▸ **Задание**
Превратите все записи ниже в JSON-список строк, где каждой строке текста соответствует одна строка списка. Пустые строки не включайте.

Сохранённые записи из коллекции
--

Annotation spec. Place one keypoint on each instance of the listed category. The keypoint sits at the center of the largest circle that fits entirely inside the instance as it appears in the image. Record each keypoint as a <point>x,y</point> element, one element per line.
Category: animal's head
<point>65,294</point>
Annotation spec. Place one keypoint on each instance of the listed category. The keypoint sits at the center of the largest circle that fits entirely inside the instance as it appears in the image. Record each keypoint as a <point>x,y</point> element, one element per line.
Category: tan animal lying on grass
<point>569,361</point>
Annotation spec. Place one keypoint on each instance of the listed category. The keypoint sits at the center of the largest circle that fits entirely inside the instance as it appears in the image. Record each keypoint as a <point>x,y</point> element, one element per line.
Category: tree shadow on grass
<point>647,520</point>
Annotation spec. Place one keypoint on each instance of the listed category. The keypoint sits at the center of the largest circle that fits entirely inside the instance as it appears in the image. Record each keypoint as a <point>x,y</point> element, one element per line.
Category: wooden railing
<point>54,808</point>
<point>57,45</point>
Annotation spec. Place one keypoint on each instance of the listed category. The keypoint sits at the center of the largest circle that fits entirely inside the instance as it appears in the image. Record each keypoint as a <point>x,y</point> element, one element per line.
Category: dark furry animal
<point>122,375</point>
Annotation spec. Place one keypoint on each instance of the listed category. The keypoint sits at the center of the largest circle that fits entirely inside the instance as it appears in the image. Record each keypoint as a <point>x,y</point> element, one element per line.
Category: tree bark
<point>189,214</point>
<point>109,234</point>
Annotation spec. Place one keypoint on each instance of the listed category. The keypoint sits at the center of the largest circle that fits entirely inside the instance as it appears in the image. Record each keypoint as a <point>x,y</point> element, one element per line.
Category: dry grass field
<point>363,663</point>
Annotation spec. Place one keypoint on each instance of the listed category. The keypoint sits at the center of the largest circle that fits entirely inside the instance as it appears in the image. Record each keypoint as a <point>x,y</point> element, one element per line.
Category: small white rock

--

▸ **Ответ к заданию**
[
  "Annotation spec. Place one keypoint on each instance of the listed category. The keypoint sits at the center of the largest circle that fits entirely inside the instance as it appears in the image. Record each keypoint as a <point>x,y</point> element, one element per line.",
  "Category: animal's head",
  "<point>65,294</point>",
  "Annotation spec. Place one keypoint on each instance of the listed category. The keypoint sits at the center of the largest circle that fits entirely inside the instance as it appears in the image. Record each keypoint as a <point>x,y</point> element, one element per line.",
  "Category: tan animal lying on grass",
  "<point>569,361</point>",
  "Annotation spec. Place one keypoint on each instance of the listed category. The keypoint sits at the center of the largest circle that fits entirely inside the instance as it appears in the image. Record each keypoint as a <point>x,y</point> element, one element per line.",
  "Category: tree shadow on grass",
  "<point>647,520</point>",
  "Annotation spec. Place one keypoint on each instance of the listed category. The keypoint sits at the center of the largest circle that fits entirely inside the instance as it appears in the image. Record each keypoint as a <point>x,y</point> element, one element per line.",
  "Category: wooden railing",
  "<point>54,808</point>",
  "<point>57,45</point>",
  "Annotation spec. Place one keypoint on each instance of the listed category. The keypoint sits at the center of the largest circle that fits entirely inside the instance as it appears in the image. Record each keypoint as a <point>x,y</point> element, one element per line.",
  "Category: dark furry animal",
  "<point>122,375</point>",
  "Annotation spec. Place one keypoint on each instance of the listed category. The keypoint sits at the center of the largest circle that fits entirely inside the instance as it appears in the image. Record each keypoint as a <point>x,y</point> element, one element per line.",
  "Category: tree bark",
  "<point>189,214</point>",
  "<point>109,234</point>",
  "Annotation spec. Place one keypoint on each instance of the listed category. The keypoint sits at the center of the largest circle that fits entirely inside the instance as it appears in the image. Record each keypoint as a <point>x,y</point> element, one element per line.",
  "Category: dry grass field",
  "<point>363,663</point>",
  "Annotation spec. Place one keypoint on each instance of the listed category. The keypoint sits at the center of the largest circle that fits entirely inside the instance as it appears in the image. Record each keypoint as a <point>x,y</point> element, one element per line.",
  "Category: small white rock"
]